* _ページ抜粋_:
From October 4, 2002 /
Last update: June 9, 2009

Q1.ゼオライトとは?


A1.ゼオライト(zeolite)は、粘土鉱物の一種として、1756年に初めてCronstedtによる発見され、規則的なチャンネル(管状細孔)とキャビティ(空洞)を有する剛直な陰イオン性の骨格からなるアルカリまたはアルカリ土類金属を含む含水アルミノケイ酸塩です。我が国でも国内各地で天然の鉱物資源である天然ゼオライトを産出しています。また、数多くのゼオライト及びその類似物質が人工的に合成されており、こうした合成ゼオライトの一部は工業的にも広く用いられています。
ゼオライトは一般に

(M,M1/2)m(AlmSinO2(m+n))・xH2O, (n≧m)

コレクションから取り出したエントリ

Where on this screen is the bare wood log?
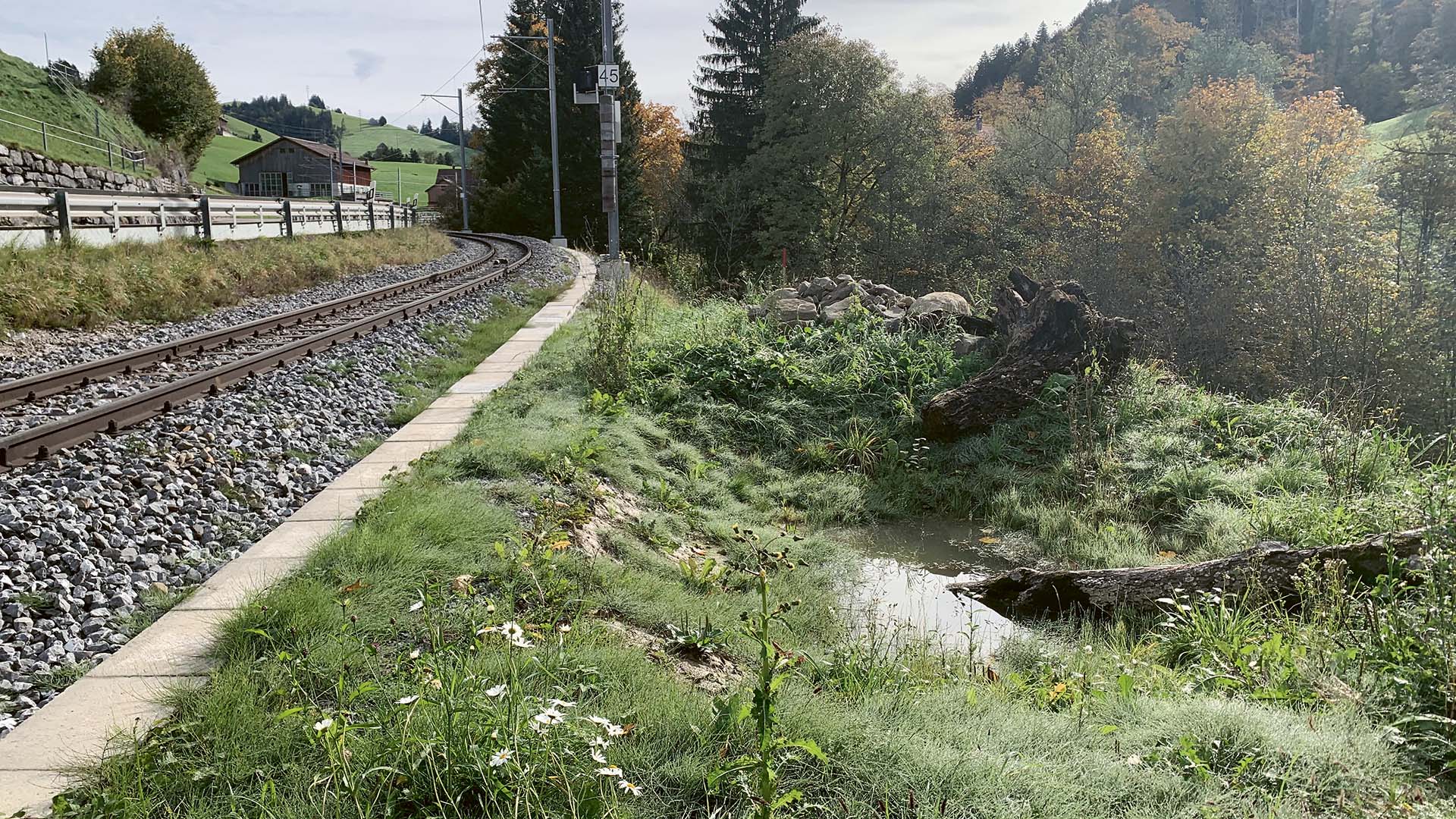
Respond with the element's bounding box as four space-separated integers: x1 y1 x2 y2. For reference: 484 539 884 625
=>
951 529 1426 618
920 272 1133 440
* * *
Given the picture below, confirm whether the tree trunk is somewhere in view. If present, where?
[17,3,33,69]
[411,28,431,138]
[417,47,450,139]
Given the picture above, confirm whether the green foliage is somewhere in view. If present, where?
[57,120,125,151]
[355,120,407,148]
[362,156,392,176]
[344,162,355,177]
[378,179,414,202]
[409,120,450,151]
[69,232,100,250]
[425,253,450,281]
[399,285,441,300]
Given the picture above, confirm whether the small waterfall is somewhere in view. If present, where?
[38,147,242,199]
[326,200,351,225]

* _指示 1_:
ゼオライトについての抜粋では、ゼオライトが初めて発見されたのは何年で、発見したのは誰とされていますか。
* _指示 2_:
ゼオライトについての抜粋を、最後に示された化学式の後から書き継いでください。

* _回答 1_:
1756年にCronstedtによって初めて発見されました。

* _回答 2_:
M: Li+, Na+, K+, etc 、 M: Ca2+, Mg2+, Ba2+, etc 

の組成で表され、陽イオンが、アルミノケイ酸塩の骨格の負電荷を補償します。
構造の基本的な単位はSiO4あるいはAlO4の四面体構造(あわせてTO4四面体)であり、これらが3次元方向に無限に連なり、結晶を形成します。この結晶は多孔質で、細孔の直径が通常0.2~1.0 nm(1nm=1×10-9m)程度であるため、その細孔径よりも大きな分子は進入することはできないという分子ふるい作用(molecular sieve)を有しています。ゼオライトはその骨格構造に由来する細孔による分子ふるい効果に加え、固体酸性、イオン交換能、触媒能、吸着能などの特性をもっており、これらの物性が学問的な研究の対象となるのと同時に、その機能を活かして工業触媒、吸着剤、ビルダー(洗剤助剤)、乾燥剤、イオン交換剤、さらには排水処理、肥料、および、飼料添加物など実に幅広く利用されています。また、近年では自動車や発電所・工場から排出されるガスの除去剤としても利用が広がっています。


(図 天然ゼオライトの例(クリノプチロ ライト))


(MFI型ゼオライト)

Q2.ゼオライトの骨格構造?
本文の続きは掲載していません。